• _Exercise requirements_:
1. Reproduce word for word the part of the Natasha Hodgson interview from "I’ve always been" up to and including "myself. Or Lidl.".
2. Write out the entries verbatim, from their first line up to and including the line containing "M 50 33 L 46".

• _Reading passage_:
------------------------------------------------------------------------
Interview with Kill the Beast’s Natasha Hodgson

kill-3

Ahead of Multi-award winning Kill The Beast’s (no doubt) triumphant return to the Lowry with the deliciously dark and brilliantly balmy Don’t Wake The Damp, we spoke to Natasha Hodgson, 1 fifth of the team and all round comedy genius, about competitive pumpkin carving, comedic inspirations and the sheer terror of the Silent Singer.

–          Your return to The Lowry around Halloween seems perfect timing for the show, are you a fan of Halloween? If so how will you be marking the occasion?

I’ve always been a massive Halloween fan – it’s essentially an international competition to see who can look the stupidest and who can eat the most teeth-meltingly terrible sweets. There’s nothing not to love about it. Pumpkin carving is probably on the cards this year – Lidl do an absolutely barnstorming deal on pumpkins, and I get very competitive about creating a pleasing design. I’ll probably do a couple of practice pumpkins, just so that when I get to Pumpkin 2.0, I don’t embarrass myself. Or Lidl.

–          How did your partnership with The Lowry come about?

We first approached The Lowry back in ye olde 2011, with a small, horrible children’s book called The Boy Who Kicked Pigs. We explained that we wanted to adapt it, as it ended with a small boy being impaled by spikes and then getting eaten to death by rats. Naturally, they had to have it. They offered us a position on their amazing ‘Developed With’ programme, and the rest, as they say, is getting eaten to death by rats.

–          As well established performers at the Fringe how did you find the transition to performing in theatres?

Actually our first ever performance as a group was on The Lowry theatre stage – so we’ve been very spoilt from the off! It’s ruined us, really. The strangest place we’ve ever performed was probably underneath a railway tunnel – you had to try and time your lines so that they didn’t get drowned out by the (extremely) regular trains overhead. It really added an interesting atmosphere (the atmosphere being that of many, many trains). 

kill

–          You’re sometimes labelled as one of the darker comedy collections, who would you say were your key influences?

All five of us grew up adoring dark comedy, and it probably still makes up about 95% of our conversation (the other 5% is The Apprentice, which thinking about it is just another type of dark comedy) – we grew up devouring The League Of Gentlemen, Garth Merenghi’s Darkplace, Nighty Night, The Mighty Boosh, I Am Not An Animal, Monkey Dust, The Office – all wonderful food for our dreadful little souls. The films of people like Ben Wheatley, Alice Lowe and Richard Ayoade are also massive inspirations – long may they reign.
------------------------------------------------------------------------
• _Data provided_:
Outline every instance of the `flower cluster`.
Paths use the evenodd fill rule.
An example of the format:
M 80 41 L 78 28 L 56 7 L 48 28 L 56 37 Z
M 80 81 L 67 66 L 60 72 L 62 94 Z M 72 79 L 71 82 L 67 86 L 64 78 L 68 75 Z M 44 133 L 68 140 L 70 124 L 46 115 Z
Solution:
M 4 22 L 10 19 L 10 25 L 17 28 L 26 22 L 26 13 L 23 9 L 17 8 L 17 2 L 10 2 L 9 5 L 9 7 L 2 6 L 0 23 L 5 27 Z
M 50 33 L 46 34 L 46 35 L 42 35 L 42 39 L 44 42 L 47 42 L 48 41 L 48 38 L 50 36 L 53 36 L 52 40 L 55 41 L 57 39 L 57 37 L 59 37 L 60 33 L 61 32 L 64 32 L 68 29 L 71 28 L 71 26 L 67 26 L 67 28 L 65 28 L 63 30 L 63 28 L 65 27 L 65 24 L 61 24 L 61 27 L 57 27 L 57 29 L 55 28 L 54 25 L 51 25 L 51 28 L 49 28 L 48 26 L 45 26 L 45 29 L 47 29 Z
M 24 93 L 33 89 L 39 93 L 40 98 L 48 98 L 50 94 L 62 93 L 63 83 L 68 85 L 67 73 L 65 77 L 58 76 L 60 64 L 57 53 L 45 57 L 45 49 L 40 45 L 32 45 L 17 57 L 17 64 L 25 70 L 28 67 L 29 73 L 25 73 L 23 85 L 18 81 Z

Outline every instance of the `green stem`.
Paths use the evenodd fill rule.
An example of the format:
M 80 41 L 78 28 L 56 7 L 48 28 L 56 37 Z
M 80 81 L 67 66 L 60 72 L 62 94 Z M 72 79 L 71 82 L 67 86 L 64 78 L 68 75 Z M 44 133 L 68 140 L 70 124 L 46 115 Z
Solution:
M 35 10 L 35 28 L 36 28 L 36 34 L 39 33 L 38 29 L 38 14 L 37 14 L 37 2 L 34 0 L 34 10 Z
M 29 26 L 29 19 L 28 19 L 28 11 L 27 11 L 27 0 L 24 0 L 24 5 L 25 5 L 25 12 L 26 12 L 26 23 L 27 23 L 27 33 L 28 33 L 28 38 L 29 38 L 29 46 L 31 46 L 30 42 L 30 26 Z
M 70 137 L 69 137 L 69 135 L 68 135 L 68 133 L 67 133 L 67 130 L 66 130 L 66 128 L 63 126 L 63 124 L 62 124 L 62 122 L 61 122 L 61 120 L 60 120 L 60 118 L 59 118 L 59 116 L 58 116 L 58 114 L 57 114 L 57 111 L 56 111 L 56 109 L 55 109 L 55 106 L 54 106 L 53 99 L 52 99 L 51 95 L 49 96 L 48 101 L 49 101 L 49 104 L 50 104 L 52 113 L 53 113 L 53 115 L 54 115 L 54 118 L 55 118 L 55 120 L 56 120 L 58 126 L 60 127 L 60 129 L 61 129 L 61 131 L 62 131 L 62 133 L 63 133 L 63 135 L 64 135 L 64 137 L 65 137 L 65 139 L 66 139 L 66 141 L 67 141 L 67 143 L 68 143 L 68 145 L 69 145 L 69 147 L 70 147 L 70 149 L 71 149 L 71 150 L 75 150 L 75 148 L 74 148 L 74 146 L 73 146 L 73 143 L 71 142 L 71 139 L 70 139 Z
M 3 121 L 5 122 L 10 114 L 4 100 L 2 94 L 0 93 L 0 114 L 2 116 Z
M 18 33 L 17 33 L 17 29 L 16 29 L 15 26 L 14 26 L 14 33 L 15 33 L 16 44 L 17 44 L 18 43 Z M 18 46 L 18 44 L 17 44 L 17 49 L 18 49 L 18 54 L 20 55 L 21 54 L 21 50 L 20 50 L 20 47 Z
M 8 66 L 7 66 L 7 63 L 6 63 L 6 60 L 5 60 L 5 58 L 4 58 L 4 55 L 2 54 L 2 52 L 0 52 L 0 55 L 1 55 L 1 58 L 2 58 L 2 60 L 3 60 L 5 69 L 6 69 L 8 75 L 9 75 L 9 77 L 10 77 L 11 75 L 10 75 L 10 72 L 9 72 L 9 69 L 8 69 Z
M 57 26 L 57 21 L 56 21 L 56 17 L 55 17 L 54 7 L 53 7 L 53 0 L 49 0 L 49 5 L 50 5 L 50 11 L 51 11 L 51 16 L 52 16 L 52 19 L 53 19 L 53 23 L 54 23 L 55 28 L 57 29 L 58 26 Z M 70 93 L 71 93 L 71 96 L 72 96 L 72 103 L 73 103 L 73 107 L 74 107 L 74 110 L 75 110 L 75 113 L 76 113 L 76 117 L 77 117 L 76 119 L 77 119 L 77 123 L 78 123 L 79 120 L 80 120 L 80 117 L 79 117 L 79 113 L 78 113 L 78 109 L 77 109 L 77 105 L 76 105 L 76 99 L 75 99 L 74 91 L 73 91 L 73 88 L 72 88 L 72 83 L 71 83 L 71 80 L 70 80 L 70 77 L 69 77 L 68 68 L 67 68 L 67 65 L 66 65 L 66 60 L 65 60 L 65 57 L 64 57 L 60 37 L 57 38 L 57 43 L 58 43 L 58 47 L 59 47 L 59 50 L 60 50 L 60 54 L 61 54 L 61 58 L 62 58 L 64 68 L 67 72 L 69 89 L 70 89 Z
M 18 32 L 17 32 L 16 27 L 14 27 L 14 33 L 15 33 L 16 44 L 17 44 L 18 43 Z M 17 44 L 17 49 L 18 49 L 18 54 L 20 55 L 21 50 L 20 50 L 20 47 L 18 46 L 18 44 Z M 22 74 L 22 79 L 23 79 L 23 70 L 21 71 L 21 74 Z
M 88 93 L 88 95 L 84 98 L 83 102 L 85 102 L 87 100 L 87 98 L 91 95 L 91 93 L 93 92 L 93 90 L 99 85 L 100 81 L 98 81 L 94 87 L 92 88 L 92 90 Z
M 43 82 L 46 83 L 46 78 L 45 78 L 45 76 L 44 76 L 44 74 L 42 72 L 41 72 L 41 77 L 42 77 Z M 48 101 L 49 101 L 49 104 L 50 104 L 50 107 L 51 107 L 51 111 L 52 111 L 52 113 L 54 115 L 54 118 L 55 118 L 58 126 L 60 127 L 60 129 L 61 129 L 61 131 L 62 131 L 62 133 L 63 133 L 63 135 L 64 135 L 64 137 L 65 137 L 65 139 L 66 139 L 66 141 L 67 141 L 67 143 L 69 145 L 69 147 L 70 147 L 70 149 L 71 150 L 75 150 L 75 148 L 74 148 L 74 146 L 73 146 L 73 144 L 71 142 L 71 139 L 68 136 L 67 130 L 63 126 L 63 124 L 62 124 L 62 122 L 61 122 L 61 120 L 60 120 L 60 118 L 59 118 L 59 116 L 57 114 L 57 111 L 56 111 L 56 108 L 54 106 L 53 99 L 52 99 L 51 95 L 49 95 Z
------------------------------------------------------------------------
• _Answer set_:
1.
I’ve always been a massive Halloween fan – it’s essentially an international competition to see who can look the stupidest and who can eat the most teeth-meltingly terrible sweets. There’s nothing not to love about it. Pumpkin carving is probably on the cards this year – Lidl do an absolutely barnstorming deal on pumpkins, and I get very competitive about creating a pleasing design. I’ll probably do a couple of practice pumpkins, just so that when I get to Pumpkin 2.0, I don’t embarrass myself. Or Lidl.

2.
Outline every instance of the `flower cluster`.
Paths use the evenodd fill rule.
An example of the format:
M 80 41 L 78 28 L 56 7 L 48 28 L 56 37 Z
M 80 81 L 67 66 L 60 72 L 62 94 Z M 72 79 L 71 82 L 67 86 L 64 78 L 68 75 Z M 44 133 L 68 140 L 70 124 L 46 115 Z
Solution:
M 4 22 L 10 19 L 10 25 L 17 28 L 26 22 L 26 13 L 23 9 L 17 8 L 17 2 L 10 2 L 9 5 L 9 7 L 2 6 L 0 23 L 5 27 Z
M 50 33 L 46 34 L 46 35 L 42 35 L 42 39 L 44 42 L 47 42 L 48 41 L 48 38 L 50 36 L 53 36 L 52 40 L 55 41 L 57 39 L 57 37 L 59 37 L 60 33 L 61 32 L 64 32 L 68 29 L 71 28 L 71 26 L 67 26 L 67 28 L 65 28 L 63 30 L 63 28 L 65 27 L 65 24 L 61 24 L 61 27 L 57 27 L 57 29 L 55 28 L 54 25 L 51 25 L 51 28 L 49 28 L 48 26 L 45 26 L 45 29 L 47 29 Z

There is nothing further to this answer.